**Excerpt to read**
Saturday, September 11, 2010


There are some things that inexperienced and ignorant people just should not touch. One of the biggest things would be a nuclear power plant, but that is exactly what Honeywell did when they hired scabs to replace the employees that they locked out. The predictable result..."ooops". Here's the story from the AFL-CIO blog.

Explosion at Honeywell Nuclear Plant Staffed by Strikebreakers

This past weekend, just one day after the federal government allowed Honeywell to start up core production at its uranium enrichment facility in Metropolis, Ill., with replacement workers, an explosion rocked the plant. No one was reported injured, but local union officials say the plant has not been in production since the blast.

For the past two months, union workers, members of United Steelworkers (USW) Local 7-669, have been locked out of the plant after contract negotiations broke down over Honeywell’s demand that workers give up their retiree health care coverage and pension plans. Other issues include management demands to eliminate seniority, contract out about 20 percent of the work at the plant and make changes in overtime pay.

Local 7-669 President Darrell Lillie says negotiations will not resume until Oct. 11. In the meantime, the workers are running a 24/7 picket line. Last month, 3,000 people from four states rallied in support of the locked-out Metropolis workers.

**Material provided**
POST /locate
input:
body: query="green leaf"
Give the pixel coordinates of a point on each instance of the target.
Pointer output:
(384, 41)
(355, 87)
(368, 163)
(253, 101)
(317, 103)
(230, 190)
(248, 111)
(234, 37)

**Exercise objective**
Write the next part of the blog post about the explosion at the Honeywell uranium plant, starting after its final sentence. The rows were taken from a separate source.

**Task response**
Safety is important at any worksite, but especially at the Metropolis plant. This facility is the only one in the United States that can convert uranium into the extremely deadly UF6, which is used in nuclear reactors. Since it is the only conversion plant of its kind in the country, it is critical that workers in the plant be familiar with that plant.

Lillie says it takes many years to learn the skills needed at the plant and the conversion process is hard to troubleshoot if something goes wrong.

Honeywell CEO David Cote, a member of President Obama’s deficit commission, locked out the 230 workers on June 28, even though they offered to continue working under the terms of their expired contract. Honeywell had proposed eliminating retiree health care and increasing workers’ out-of-pocket health care maximums to $8,500 a year.

In a letter to President Obama, the Steelworkers Organization of Active Retirees (SOAR) asked the president to remove Cote from the commission.